Details of China’s proposed ban on CBD in cosmetics still unclear

Suggestions that a Chinese ban on the use of CBD in cosmetics that would essentially shut down the domestic CBD market, blocking imports and cross-border online sales, appear to be premature.

The National Institutes for Food and Drug Control (NIFDC) has published a draft notice of a proposed regulation to do so, but this is only an initial step and would require approval from other bodies after consultations with the public and experts.

There is about a week left for public comments on the requirements to list Cannabis sativa fruit, Cannabis sativa leaf extract, Cannabis sativa seed oil and CBD specifically as prohibited ingredients of cosmetics in China. Those interested can email comments to hzpbwh@nifdc.org.cn before 19th April 2021.

The consultation is expected to receive a large amount of negative feedback from the public and perhaps some officials who see hemp as a lucrative crop that many provinces are attempting to exploit by developing regulatory frameworks that would include cannabinoid extraction and production.

But no matter the result of the consultation, the draft would still be subject to approval by the National Medical Products Administration – a Chinese government ministry that is the parent of the NIFDC – before the ingredients could be added to the catalogue of material prohibited from being used for cosmetic production.

This will be based on the proposal from the NIFDC, taking into account the results of the public consultation as well as the opinions of a committee of experts appointed by the National Medical Products Administration.

 

No ‘concrete timeline’ available

 

There is – thus far – no concrete indication of how seriously the proposal is being considered. It is thought to be based on matching availability of cosmetic products with current messaging in drug education initiatives in China. The availability of beauty products with cannabinoids was thought to undermine anti-cannabis drug education messaging.

However, as mentioned, many Chinese provinces see hemp as an important tool for economic development – particularly in some areas that have lagged behind in China’s overall efforts to increase prosperity. This could prove to be a persuasive argument in favour of limiting domestic hemp cannabinoid product production to export only in the one remaining product category in which it is permitted to operate.

There is also no concrete timeline for when any announcement on a decision will take place or when any changes brought about by the announcement would come into force – if an announcement does bring in new changes.

In general, the decision from the administration may take a few months. For reference, in January 2021, the National Institutes for Food and Drug Control also asked for public opinions on several modifications of the current catalogue of materials prohibited from being used for cosmetics production; the period ended on 18th February 2021 and the relevant regulation has not come out yet.

It is also unclear if the ban, if theoretically decided and published, would come into effect immediately or if there would be some time for people to prepare before it would take effect.

- INFORMATION -
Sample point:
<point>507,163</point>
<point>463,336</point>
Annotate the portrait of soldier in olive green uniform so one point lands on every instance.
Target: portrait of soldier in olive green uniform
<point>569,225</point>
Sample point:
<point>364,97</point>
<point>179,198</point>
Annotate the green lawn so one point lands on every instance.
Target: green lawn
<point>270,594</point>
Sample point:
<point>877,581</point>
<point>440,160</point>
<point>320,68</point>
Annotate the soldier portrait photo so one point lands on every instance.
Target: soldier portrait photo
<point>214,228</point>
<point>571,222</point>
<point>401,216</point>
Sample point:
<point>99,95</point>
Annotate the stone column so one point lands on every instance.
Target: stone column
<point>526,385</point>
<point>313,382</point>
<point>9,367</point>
...
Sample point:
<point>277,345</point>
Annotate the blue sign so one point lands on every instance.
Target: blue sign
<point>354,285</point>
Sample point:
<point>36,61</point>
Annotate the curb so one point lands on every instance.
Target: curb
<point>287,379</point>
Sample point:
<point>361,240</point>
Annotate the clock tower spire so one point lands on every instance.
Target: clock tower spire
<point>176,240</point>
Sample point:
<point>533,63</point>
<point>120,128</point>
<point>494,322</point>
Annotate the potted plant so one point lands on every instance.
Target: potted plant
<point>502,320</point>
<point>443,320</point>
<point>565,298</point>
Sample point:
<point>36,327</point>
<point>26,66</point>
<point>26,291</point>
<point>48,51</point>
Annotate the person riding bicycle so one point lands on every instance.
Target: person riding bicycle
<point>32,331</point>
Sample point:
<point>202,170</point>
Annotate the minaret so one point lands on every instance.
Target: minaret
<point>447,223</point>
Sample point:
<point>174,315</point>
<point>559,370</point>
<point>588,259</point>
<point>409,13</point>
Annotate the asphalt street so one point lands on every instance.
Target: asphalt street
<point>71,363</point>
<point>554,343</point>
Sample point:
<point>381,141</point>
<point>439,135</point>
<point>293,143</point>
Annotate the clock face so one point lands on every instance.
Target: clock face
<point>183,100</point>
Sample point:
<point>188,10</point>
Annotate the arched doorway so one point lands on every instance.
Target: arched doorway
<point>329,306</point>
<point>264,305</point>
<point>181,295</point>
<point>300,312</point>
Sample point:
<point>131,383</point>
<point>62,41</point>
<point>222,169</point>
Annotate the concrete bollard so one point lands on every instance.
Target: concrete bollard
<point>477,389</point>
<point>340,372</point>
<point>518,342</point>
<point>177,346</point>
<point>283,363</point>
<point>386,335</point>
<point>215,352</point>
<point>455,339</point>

- EXERCISE DETAILS -
In the article on China's proposed CBD cosmetics ban, which body must approve the draft before the ingredients can be added to the prohibited catalogue? Rely only on the article about China's proposed CBD cosmetics ban, not on the entries.

- TASK SOLUTION -
The National Medical Products Administration.